== Complete the following ==
1. From the DEVONthink web page import thread, return the text starting at "I’m fairly new" and ending at "show up there?".
2. Write the next part of the DEVONthink web page import thread, picking up after its final sentence.

== Given passage ==
================================

Importing .html page

I’m fairly new to DevonThink, so forgive me if this has an obvious answer.

I’d like to import a webpage into the View/Edit pane, but I’m not sure how to do it. I drag the icon for the webpage into the View/Edit pane, but all that shows up is the icon itself, not the page. How do I make the actual page show up there?

When you drag a URL into DT, you create a “bookmark” of the web page, which contains zero bytes of text. Selecting that bookmark will open the web page in the DT browser window.

That can be a very useful feature. I’ve created a Bookmarks group, with a number of subgroups such as Scientific Journals, EPA, News, etc. That allows me to build a bookmarks collection of the web sites that I routinely visit.

Now, how to download information from the Internet using these bookmarks?

With a web page open, DT provides contextual menu options to perform captures as Note Captures of selected text, as HTML source (without images) or as a Web Archive (including images viewable offline). Alternatively, you may use (in Safari, DEVONagent or DT/DT Pro) Services > DEVONthink or DEVONthink Pro > Take Rich Note for capturing selected text/images – the keyboard shortcut is “Command-)”.

================================

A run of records
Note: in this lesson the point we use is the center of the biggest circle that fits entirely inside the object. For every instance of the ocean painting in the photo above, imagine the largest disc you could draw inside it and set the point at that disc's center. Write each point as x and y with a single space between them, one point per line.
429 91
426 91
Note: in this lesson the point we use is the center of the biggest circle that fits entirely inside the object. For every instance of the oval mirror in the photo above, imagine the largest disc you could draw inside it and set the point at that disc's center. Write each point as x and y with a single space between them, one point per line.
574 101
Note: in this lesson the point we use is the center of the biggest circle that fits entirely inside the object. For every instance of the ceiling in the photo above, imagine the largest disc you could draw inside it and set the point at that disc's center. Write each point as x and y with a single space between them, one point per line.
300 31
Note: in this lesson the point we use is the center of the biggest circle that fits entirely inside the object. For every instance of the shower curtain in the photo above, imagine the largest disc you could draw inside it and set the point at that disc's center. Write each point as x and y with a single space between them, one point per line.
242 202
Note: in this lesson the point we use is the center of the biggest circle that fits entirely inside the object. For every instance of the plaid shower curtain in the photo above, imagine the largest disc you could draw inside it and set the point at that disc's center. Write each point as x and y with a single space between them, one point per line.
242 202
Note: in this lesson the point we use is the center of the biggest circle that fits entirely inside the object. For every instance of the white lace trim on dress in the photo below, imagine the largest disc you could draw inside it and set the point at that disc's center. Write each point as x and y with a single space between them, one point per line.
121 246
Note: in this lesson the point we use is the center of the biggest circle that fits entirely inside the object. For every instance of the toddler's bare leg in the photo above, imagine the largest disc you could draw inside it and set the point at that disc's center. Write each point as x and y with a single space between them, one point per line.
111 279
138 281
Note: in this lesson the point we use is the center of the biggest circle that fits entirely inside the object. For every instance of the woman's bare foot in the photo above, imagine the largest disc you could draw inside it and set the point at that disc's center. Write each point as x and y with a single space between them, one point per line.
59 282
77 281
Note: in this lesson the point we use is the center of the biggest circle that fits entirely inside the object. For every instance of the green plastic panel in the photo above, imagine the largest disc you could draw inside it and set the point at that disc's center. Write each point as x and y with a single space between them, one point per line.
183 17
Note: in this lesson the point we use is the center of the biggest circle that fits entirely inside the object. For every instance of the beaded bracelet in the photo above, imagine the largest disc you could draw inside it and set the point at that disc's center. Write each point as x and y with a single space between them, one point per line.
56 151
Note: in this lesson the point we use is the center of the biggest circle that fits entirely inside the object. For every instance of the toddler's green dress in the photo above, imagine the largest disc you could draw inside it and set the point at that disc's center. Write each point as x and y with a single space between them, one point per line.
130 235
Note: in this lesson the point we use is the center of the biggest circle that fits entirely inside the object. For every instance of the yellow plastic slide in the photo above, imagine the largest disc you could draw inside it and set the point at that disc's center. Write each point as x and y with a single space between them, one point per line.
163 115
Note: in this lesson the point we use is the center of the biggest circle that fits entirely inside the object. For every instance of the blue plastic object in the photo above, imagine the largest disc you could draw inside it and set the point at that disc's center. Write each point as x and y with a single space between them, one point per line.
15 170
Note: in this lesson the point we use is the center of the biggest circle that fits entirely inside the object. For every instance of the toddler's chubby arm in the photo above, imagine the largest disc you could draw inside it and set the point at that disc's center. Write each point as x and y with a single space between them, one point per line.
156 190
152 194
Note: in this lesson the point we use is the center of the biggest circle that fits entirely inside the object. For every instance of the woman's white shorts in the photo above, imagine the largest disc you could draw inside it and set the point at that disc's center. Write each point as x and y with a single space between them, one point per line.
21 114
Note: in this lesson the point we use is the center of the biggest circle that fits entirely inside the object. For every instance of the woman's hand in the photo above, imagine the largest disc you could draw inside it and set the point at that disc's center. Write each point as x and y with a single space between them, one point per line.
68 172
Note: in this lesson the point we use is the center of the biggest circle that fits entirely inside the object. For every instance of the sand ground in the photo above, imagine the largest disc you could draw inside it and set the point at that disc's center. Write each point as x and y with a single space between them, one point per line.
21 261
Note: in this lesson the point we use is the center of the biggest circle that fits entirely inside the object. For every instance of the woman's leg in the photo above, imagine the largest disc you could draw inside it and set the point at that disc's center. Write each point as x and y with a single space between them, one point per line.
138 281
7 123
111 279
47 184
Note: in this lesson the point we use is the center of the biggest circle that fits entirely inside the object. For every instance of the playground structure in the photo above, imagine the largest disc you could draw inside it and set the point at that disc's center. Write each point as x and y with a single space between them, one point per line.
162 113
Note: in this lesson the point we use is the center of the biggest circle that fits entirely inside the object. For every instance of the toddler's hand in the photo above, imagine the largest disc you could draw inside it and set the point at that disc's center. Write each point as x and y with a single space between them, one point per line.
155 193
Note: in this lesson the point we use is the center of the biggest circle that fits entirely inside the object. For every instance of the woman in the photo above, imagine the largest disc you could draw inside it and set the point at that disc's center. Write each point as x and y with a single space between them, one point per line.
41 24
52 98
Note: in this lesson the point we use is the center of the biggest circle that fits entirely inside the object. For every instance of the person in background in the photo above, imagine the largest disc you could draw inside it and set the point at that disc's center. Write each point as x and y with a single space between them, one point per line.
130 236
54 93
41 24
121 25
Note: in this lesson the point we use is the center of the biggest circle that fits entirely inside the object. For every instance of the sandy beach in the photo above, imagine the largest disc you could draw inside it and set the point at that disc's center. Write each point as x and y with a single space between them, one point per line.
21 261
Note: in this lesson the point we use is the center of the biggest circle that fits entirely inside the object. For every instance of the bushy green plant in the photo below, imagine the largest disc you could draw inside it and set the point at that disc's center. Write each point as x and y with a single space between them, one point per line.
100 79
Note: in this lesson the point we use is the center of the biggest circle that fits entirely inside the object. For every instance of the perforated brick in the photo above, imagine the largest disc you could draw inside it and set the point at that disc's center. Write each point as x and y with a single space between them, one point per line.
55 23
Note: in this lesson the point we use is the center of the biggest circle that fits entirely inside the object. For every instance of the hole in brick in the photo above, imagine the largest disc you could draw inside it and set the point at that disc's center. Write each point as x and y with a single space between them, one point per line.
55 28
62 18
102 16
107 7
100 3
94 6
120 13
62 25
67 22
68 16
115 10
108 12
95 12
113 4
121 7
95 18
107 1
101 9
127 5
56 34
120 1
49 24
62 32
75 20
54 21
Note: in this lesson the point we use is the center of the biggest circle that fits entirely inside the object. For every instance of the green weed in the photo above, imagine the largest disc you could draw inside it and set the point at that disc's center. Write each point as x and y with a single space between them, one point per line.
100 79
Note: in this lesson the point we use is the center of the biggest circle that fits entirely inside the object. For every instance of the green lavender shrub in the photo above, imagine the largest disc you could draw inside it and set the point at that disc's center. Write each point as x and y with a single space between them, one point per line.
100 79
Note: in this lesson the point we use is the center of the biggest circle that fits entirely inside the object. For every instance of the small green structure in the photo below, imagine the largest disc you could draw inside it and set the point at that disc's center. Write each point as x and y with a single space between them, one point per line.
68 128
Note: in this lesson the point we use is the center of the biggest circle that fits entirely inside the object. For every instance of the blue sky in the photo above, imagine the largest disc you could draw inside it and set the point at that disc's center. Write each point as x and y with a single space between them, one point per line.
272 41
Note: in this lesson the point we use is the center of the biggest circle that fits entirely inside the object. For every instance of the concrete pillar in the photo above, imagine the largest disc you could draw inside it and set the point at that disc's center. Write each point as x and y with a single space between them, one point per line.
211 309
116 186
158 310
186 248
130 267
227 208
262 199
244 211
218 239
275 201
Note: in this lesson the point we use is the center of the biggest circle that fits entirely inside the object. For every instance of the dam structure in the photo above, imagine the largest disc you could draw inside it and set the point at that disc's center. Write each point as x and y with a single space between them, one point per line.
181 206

================================

== Answers to the exercise ==
1.
I’m fairly new to DevonThink, so forgive me if this has an obvious answer.

I’d like to import a webpage into the View/Edit pane, but I’m not sure how to do it. I drag the icon for the webpage into the View/Edit pane, but all that shows up is the icon itself, not the page. How do I make the actual page show up there?

2.
Note: I do 99+% of information captures as Note Captures, selecting only the text and images that I want to include in my database. Many – if not most – web pages contain extraneous material such as advertisements that I don’t want to download. Many sites, such as the New York Times online site, offer a printable version that eliminates unwanted material.

Note: DEVONthink Pro also provides scripts for various modes of capture of pages from Safari. There’s also a script for ‘printing’ any printable document – including web pages from any browser – as a PDF import to the database. Unfortunately, PDF captures don’t retain hyperlinks in web pages.

Thanks, Bill. I actually just figured out how to do exactly what I’m looking for: drag the icon for the web page into the Documents pane.

The name of the web page shows up in the Documents pane, and the actual webpage shows up in the Edit/View pane.

If by “icon” you mean the URL, you have created a bookmark in the database. Display the Info panel for that selected item (Shift-Command-I). You will see that a bookmark contains no text, and is not searchable for content. To import searchable text, you would have to capture it using one of the procedures in my first post above.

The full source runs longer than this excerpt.